Stored data entries
----------

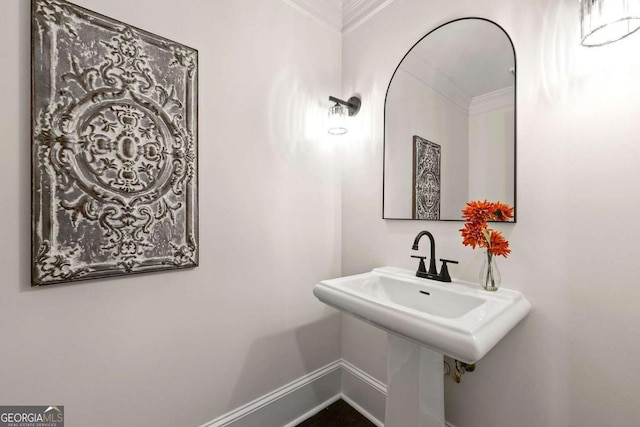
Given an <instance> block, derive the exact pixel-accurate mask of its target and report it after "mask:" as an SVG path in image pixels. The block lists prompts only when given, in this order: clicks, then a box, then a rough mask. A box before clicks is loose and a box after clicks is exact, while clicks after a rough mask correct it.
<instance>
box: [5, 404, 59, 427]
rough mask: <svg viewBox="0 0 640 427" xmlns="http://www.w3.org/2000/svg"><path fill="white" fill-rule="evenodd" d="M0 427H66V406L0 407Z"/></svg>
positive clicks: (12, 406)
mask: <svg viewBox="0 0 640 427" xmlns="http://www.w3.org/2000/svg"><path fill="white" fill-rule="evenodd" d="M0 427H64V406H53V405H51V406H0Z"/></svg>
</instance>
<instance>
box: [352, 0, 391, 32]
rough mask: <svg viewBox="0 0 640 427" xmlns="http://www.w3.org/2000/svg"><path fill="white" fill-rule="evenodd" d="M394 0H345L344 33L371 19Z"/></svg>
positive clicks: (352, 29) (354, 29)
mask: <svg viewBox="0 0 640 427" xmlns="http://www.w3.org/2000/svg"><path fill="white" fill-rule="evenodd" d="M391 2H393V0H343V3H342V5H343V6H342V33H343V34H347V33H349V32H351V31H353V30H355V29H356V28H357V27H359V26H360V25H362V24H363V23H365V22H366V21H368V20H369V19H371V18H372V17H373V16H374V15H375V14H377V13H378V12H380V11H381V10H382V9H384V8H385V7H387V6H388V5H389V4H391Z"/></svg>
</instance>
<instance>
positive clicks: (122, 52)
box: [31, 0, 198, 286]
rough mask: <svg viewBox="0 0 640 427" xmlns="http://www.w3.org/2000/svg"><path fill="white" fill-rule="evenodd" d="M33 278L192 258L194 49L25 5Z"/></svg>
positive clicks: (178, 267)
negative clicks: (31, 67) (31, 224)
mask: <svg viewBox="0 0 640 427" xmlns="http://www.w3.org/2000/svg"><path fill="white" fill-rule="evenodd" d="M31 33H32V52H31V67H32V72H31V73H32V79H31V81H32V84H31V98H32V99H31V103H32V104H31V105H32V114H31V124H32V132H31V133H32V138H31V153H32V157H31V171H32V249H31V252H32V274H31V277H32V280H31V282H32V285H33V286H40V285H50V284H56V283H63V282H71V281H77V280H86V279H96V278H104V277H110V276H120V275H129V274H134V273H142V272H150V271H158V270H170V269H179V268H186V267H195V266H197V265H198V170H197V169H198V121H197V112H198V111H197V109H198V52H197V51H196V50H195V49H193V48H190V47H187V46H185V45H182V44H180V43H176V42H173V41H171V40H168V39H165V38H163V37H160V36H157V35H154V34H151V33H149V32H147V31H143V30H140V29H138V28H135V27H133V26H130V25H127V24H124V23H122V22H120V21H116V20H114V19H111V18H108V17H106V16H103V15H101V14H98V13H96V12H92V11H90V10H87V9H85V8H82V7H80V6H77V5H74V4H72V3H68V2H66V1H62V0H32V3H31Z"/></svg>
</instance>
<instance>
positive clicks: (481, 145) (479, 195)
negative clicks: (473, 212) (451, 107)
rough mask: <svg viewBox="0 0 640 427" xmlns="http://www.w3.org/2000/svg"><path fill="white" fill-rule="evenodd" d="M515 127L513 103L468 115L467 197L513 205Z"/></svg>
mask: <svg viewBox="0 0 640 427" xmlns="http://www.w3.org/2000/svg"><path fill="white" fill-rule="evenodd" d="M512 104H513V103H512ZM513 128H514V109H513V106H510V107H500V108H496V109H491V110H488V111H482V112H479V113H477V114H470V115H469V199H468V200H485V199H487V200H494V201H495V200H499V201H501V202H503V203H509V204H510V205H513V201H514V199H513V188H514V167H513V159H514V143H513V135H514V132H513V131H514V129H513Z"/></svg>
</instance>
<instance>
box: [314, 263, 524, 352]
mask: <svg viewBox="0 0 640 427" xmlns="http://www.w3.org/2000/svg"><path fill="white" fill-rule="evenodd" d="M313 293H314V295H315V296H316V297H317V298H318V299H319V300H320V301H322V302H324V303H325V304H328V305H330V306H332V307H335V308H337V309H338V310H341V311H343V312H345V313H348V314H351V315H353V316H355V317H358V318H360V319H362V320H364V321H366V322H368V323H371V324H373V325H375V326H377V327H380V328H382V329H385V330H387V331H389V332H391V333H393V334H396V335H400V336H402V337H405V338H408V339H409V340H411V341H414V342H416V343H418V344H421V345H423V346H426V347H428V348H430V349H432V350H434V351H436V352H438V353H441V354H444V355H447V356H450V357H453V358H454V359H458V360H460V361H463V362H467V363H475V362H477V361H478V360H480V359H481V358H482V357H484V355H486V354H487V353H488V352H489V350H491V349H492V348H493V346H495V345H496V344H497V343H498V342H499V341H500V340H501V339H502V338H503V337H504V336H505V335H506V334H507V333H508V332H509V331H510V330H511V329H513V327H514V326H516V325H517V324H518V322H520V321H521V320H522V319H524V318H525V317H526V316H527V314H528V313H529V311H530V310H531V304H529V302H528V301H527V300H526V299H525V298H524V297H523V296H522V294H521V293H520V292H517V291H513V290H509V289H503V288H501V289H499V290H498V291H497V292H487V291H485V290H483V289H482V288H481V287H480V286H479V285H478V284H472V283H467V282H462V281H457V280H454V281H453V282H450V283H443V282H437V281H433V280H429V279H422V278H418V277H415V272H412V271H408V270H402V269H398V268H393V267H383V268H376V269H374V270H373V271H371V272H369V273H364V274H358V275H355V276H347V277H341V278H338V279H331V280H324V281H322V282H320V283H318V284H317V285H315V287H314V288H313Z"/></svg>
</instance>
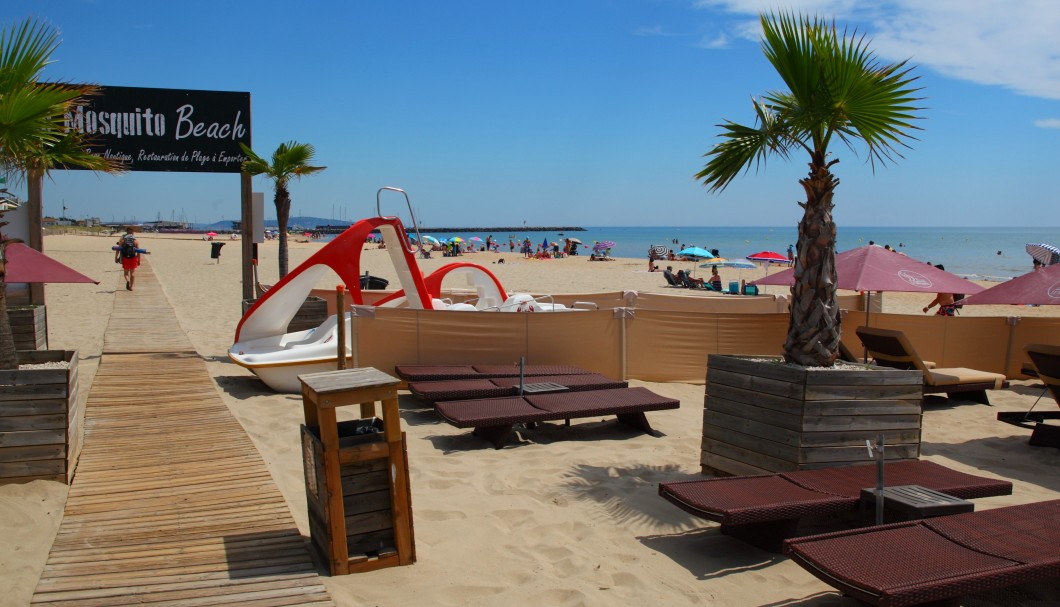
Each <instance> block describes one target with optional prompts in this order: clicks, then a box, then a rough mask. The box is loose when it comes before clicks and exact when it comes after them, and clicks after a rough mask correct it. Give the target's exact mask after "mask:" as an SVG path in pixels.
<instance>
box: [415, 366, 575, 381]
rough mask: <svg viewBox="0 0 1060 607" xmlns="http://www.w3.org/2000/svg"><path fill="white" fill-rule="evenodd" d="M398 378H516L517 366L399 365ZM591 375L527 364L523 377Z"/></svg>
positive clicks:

----------

Exercise goal – Above are the records; repeat them exactly, omitting every picture.

Response to this task –
Given an <instance> block, derive the exact pixel-accurate mask of its target and report it after "mask:" as an SVG path in image pixels. The block lists prompts only when given, in this order: clicks, then a box, then a rough mask. A box before clicks is loose and a box after clicks is exact, while clicks after a rough mask correct it.
<instance>
box: [5, 404, 59, 427]
rough mask: <svg viewBox="0 0 640 427" xmlns="http://www.w3.org/2000/svg"><path fill="white" fill-rule="evenodd" d="M0 427H66V406L0 407Z"/></svg>
positive clicks: (12, 406)
mask: <svg viewBox="0 0 640 427" xmlns="http://www.w3.org/2000/svg"><path fill="white" fill-rule="evenodd" d="M0 427H64V406H53V405H51V406H0Z"/></svg>
</instance>
<instance>
box: [352, 0, 391, 32]
rough mask: <svg viewBox="0 0 640 427" xmlns="http://www.w3.org/2000/svg"><path fill="white" fill-rule="evenodd" d="M394 0H345L344 33L371 19Z"/></svg>
positive clicks: (352, 29) (354, 29)
mask: <svg viewBox="0 0 640 427" xmlns="http://www.w3.org/2000/svg"><path fill="white" fill-rule="evenodd" d="M391 2H393V0H343V3H342V5H343V6H342V33H343V34H347V33H349V32H351V31H353V30H355V29H356V28H357V27H359V26H360V25H362V24H363V23H365V22H366V21H368V20H369V19H371V18H372V17H373V16H374V15H375V14H377V13H378V12H380V11H381V10H382V9H384V8H385V7H387V6H388V5H389V4H391Z"/></svg>
</instance>
<instance>
positive clicks: (122, 52)
box: [31, 0, 198, 286]
rough mask: <svg viewBox="0 0 640 427" xmlns="http://www.w3.org/2000/svg"><path fill="white" fill-rule="evenodd" d="M33 278L192 258L194 49L25 5Z"/></svg>
positive clicks: (178, 267)
negative clicks: (31, 67) (31, 224)
mask: <svg viewBox="0 0 640 427" xmlns="http://www.w3.org/2000/svg"><path fill="white" fill-rule="evenodd" d="M31 33H32V52H31V67H32V72H31V73H32V79H31V81H32V84H31V98H32V99H31V103H32V104H31V105H32V114H31V124H32V132H31V133H32V138H31V153H32V157H31V171H32V249H31V252H32V274H31V277H32V280H31V282H32V285H33V286H40V285H50V284H56V283H63V282H71V281H77V280H86V279H96V278H104V277H110V276H120V275H129V274H134V273H142V272H150V271H158V270H170V269H179V268H186V267H195V266H197V265H198V170H197V169H198V121H197V112H198V111H197V109H198V52H197V51H196V50H195V49H193V48H190V47H187V46H185V45H182V44H180V43H176V42H173V41H171V40H168V39H165V38H163V37H160V36H157V35H154V34H151V33H149V32H147V31H143V30H140V29H138V28H135V27H133V26H130V25H127V24H124V23H122V22H120V21H116V20H114V19H111V18H108V17H106V16H103V15H101V14H98V13H96V12H92V11H90V10H87V9H85V8H82V7H80V6H77V5H74V4H72V3H68V2H66V1H62V0H32V3H31Z"/></svg>
</instance>
<instance>
positive clicks: (481, 145) (479, 195)
negative clicks: (473, 212) (451, 107)
rough mask: <svg viewBox="0 0 640 427" xmlns="http://www.w3.org/2000/svg"><path fill="white" fill-rule="evenodd" d="M515 127L513 103L468 115L467 197L513 205Z"/></svg>
mask: <svg viewBox="0 0 640 427" xmlns="http://www.w3.org/2000/svg"><path fill="white" fill-rule="evenodd" d="M512 104H513V103H512ZM513 128H514V109H513V106H510V107H500V108H496V109H491V110H488V111H482V112H479V113H477V114H470V115H469V199H468V200H485V199H487V200H494V201H495V200H499V201H501V202H503V203H509V204H510V205H513V201H514V199H513V188H514V167H513V159H514V143H513V135H514V132H513V131H514V129H513Z"/></svg>
</instance>
<instance>
box: [314, 263, 524, 352]
mask: <svg viewBox="0 0 640 427" xmlns="http://www.w3.org/2000/svg"><path fill="white" fill-rule="evenodd" d="M313 293H314V295H315V296H316V297H317V298H318V299H319V300H320V301H322V302H324V303H325V304H328V305H330V306H332V307H335V308H337V309H338V310H341V311H343V312H345V313H348V314H351V315H353V316H355V317H358V318H360V319H362V320H364V321H366V322H368V323H371V324H373V325H375V326H377V327H380V328H382V329H385V330H387V331H389V332H391V333H393V334H396V335H400V336H402V337H405V338H408V339H409V340H411V341H414V342H416V343H418V344H421V345H423V346H426V347H428V348H430V349H432V350H434V351H436V352H438V353H441V354H444V355H447V356H450V357H453V358H454V359H458V360H460V361H463V362H467V363H475V362H477V361H478V360H480V359H481V358H482V357H484V355H486V354H487V353H488V352H489V350H491V349H492V348H493V346H495V345H496V344H497V343H498V342H499V341H500V340H501V339H502V338H503V337H504V336H505V335H506V334H507V333H508V332H509V331H510V330H511V329H513V327H514V326H516V325H517V324H518V322H520V321H521V320H522V319H524V318H525V317H526V316H527V314H528V313H529V311H530V310H531V304H529V302H528V301H527V300H526V299H525V298H524V297H523V296H522V294H521V293H520V292H517V291H513V290H509V289H503V288H501V289H499V290H498V291H497V292H487V291H485V290H483V289H482V288H481V287H480V286H479V285H478V284H472V283H467V282H462V281H457V280H454V281H453V282H450V283H443V282H437V281H433V280H429V279H422V278H418V277H415V272H412V271H408V270H402V269H398V268H393V267H383V268H376V269H374V270H373V271H371V272H369V273H364V274H358V275H355V276H347V277H341V278H338V279H331V280H324V281H322V282H320V283H318V284H317V285H315V287H314V288H313Z"/></svg>
</instance>
Each <instance> block describes one target with optional prompts in this order: clicks, then a box, then a rough mask. The box is loose when it comes before clicks and exact when it comes after them, and clicks after a rough mask correct it. Give the target's exact mask after "mask:" as an SVG path in pixels.
<instance>
box: [415, 366, 575, 381]
rough mask: <svg viewBox="0 0 1060 607" xmlns="http://www.w3.org/2000/svg"><path fill="white" fill-rule="evenodd" d="M398 378H516L517 366L399 365ZM591 375L527 364L523 377Z"/></svg>
positive clicks:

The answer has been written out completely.